— WRITTEN REQUEST —
Exact repetition of every entry is required.

[Begin SOURCE DATA]

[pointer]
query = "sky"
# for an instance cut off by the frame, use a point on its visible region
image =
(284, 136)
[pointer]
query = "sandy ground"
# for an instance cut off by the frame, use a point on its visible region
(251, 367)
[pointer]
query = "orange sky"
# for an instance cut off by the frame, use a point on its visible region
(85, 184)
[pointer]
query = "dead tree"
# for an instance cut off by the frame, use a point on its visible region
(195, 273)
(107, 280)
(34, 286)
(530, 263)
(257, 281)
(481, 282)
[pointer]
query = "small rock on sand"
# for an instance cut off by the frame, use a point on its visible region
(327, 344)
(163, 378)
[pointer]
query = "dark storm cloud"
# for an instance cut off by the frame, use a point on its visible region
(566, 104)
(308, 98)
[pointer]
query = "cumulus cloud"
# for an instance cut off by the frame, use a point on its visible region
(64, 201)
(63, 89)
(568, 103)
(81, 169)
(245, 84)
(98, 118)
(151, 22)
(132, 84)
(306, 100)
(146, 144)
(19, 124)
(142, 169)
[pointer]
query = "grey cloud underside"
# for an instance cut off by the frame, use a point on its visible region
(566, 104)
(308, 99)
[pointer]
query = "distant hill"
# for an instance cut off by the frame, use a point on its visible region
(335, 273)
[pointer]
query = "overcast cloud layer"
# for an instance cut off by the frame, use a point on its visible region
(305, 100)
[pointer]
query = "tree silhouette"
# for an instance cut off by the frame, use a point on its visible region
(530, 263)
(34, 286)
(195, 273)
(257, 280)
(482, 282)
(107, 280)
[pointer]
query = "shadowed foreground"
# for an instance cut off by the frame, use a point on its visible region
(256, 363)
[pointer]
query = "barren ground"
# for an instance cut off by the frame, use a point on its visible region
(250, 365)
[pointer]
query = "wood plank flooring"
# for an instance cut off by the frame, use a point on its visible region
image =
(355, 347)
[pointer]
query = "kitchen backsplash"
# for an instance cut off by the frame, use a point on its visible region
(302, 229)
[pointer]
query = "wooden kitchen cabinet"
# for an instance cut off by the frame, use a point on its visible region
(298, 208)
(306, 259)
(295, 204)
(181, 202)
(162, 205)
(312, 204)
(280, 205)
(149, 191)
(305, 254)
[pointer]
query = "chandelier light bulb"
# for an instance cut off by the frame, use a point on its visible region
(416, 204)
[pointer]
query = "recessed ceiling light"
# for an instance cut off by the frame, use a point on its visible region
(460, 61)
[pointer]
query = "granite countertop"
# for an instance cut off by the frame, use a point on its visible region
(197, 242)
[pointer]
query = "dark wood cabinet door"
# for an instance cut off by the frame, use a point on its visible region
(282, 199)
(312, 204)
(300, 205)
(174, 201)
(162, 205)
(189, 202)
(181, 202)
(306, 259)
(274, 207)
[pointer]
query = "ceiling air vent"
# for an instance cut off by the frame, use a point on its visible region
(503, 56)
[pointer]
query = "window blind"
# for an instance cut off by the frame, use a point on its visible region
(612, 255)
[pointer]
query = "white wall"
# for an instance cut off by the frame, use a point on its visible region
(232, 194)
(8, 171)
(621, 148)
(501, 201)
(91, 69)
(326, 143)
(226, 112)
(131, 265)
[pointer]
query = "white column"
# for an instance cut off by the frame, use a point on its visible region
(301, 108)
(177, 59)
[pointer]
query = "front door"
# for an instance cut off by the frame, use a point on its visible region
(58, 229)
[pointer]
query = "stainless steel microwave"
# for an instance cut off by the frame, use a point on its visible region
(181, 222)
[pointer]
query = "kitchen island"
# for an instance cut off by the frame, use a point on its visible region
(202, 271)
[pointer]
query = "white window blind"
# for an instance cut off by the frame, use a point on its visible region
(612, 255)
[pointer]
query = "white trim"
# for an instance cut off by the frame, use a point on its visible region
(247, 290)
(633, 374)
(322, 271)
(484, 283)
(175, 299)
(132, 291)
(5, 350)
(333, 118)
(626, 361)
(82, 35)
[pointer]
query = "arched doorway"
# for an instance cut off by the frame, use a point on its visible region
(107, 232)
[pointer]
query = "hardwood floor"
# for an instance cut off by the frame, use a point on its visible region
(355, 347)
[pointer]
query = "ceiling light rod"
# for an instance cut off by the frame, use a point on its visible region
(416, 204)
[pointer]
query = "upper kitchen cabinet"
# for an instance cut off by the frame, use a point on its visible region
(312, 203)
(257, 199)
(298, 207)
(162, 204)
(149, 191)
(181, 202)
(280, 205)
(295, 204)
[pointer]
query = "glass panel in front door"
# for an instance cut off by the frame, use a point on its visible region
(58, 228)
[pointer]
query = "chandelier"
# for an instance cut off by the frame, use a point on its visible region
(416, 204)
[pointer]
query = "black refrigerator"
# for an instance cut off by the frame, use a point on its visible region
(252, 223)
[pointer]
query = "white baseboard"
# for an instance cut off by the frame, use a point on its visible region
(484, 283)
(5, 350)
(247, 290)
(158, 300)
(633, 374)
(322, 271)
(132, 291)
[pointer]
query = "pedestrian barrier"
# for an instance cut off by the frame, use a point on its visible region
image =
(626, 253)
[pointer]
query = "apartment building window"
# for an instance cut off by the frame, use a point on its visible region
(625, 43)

[End SOURCE DATA]

— WORKED SOLUTION —
[pointer]
query = "sky"
# for an instance cut off by the frame, use a point on its visible region
image =
(284, 136)
[pointer]
query = "sandy ground"
# for an instance cut off by the frame, use a point on its visible region
(251, 367)
[pointer]
query = "orange sky"
# for an instance cut off by the frame, use a point on its visible region
(85, 184)
[pointer]
query = "dead tree"
# for an instance cut off by the frame, use a point on its visible region
(195, 273)
(107, 280)
(34, 286)
(530, 263)
(257, 281)
(481, 282)
[pointer]
query = "small rock on sand"
# for an instance cut off by the frame, use a point on its visible region
(327, 344)
(163, 378)
[pointer]
query = "dark storm cloud"
# for an instance cut off by the frame, use a point on its visible region
(566, 104)
(308, 98)
[pointer]
query = "cumulus cloud"
# for an instance cut off by the frame, use a point on its visible region
(64, 201)
(63, 89)
(568, 103)
(81, 169)
(245, 84)
(98, 118)
(151, 22)
(132, 84)
(306, 100)
(146, 144)
(19, 124)
(142, 169)
[pointer]
query = "grey cloud underside"
# for an instance cut off by the frame, use a point on its visible region
(566, 104)
(308, 99)
[pointer]
query = "distant hill"
# for an instance cut off by the frame, use a point on its visible region
(335, 273)
[pointer]
query = "overcast cloud layer"
# for an instance cut off by the frame, use a point on its visible region
(305, 100)
[pointer]
query = "tree silhouette"
# for an instance cut off by the frame, use a point on its visible region
(530, 263)
(34, 286)
(195, 273)
(257, 280)
(482, 282)
(107, 280)
[pointer]
query = "shadowed foreground"
# for an instance cut off by the frame, use a point on its visible region
(256, 363)
[pointer]
query = "barren ground"
# for an instance cut off by the frame, use a point on its visible region
(250, 365)
[pointer]
query = "wood plank flooring"
# for an instance cut off by the frame, use a point on its visible region
image =
(355, 347)
[pointer]
query = "kitchen backsplash"
# for an instance cut off by the frame, use a point on its visible region
(302, 229)
[pointer]
query = "wooden kitchen cabinet"
# for an instance cut off by the frame, use a point on its visible region
(298, 208)
(306, 259)
(295, 204)
(181, 202)
(162, 205)
(312, 204)
(280, 205)
(149, 191)
(305, 254)
[pointer]
query = "chandelier light bulb"
# for an instance cut off by the frame, use a point on its visible region
(416, 204)
[pointer]
query = "recessed ceiling light"
# for an instance cut off by the frame, use a point on its visible region
(460, 61)
[pointer]
query = "granite countertop"
# for an instance cut off by the frame, use a point on its visible region
(197, 242)
[pointer]
query = "dark wood cabinet door"
# for an instance cut off by the frame, use a point on its visible region
(282, 199)
(312, 204)
(300, 205)
(174, 201)
(162, 205)
(189, 202)
(181, 202)
(306, 259)
(274, 207)
[pointer]
query = "ceiling air vent"
# for an instance cut off by the frame, use a point on its visible region
(503, 56)
[pointer]
query = "window blind"
# for an instance cut off by the frame, use a point on its visible region
(612, 255)
[pointer]
query = "white wall"
# for an instance cut off by the frame, use a point on its visible region
(232, 194)
(8, 171)
(621, 148)
(501, 201)
(91, 69)
(326, 143)
(226, 112)
(131, 265)
[pointer]
query = "white column"
# for an instance cut off by the frame, use a point on its visible region
(301, 108)
(177, 59)
[pointer]
query = "front door"
# for an instance cut off by the frame, use a point on its visible region
(58, 229)
[pointer]
query = "stainless steel microwave"
# for an instance cut off by the frame, use a point on its visible region
(181, 222)
[pointer]
query = "kitchen island"
# for an instance cut off by the frame, use a point on its visible region
(202, 271)
[pointer]
query = "white window blind"
# for an instance cut off by the frame, use a point on its visible region
(612, 255)
[pointer]
query = "white trim"
# for an instance cut off by the frame, use a point on its visible region
(247, 290)
(633, 374)
(322, 271)
(484, 283)
(175, 299)
(132, 291)
(5, 350)
(333, 118)
(626, 361)
(82, 35)
[pointer]
query = "arched doorway"
# for an instance cut off by the frame, use a point on its visible region
(107, 232)
[pointer]
query = "hardwood floor"
# for an instance cut off by the frame, use a point on its visible region
(355, 347)
[pointer]
query = "ceiling light rod"
# for an instance cut off by the frame, use a point on its visible region
(416, 204)
[pointer]
query = "upper kitchen cabinet"
# for an instance cut off by the frame, use a point on its visible region
(312, 203)
(257, 199)
(298, 207)
(162, 204)
(149, 191)
(181, 202)
(280, 205)
(295, 204)
[pointer]
query = "glass panel in front door"
# for an instance cut off by the frame, use a point on its visible region
(58, 228)
[pointer]
query = "chandelier"
# for an instance cut off by the frame, use a point on its visible region
(416, 204)
[pointer]
query = "black refrigerator"
# for an instance cut off by the frame, use a point on its visible region
(252, 223)
[pointer]
query = "white baseboard"
# for an instance cut off by the frame, use a point on its visible region
(484, 283)
(5, 350)
(247, 290)
(158, 300)
(633, 374)
(322, 271)
(132, 291)
[pointer]
query = "pedestrian barrier"
# for an instance cut off by the frame, use a point on its visible region
image =
(626, 253)
[pointer]
query = "apartment building window"
# for an instance cut off by the frame, use a point on its visible region
(625, 43)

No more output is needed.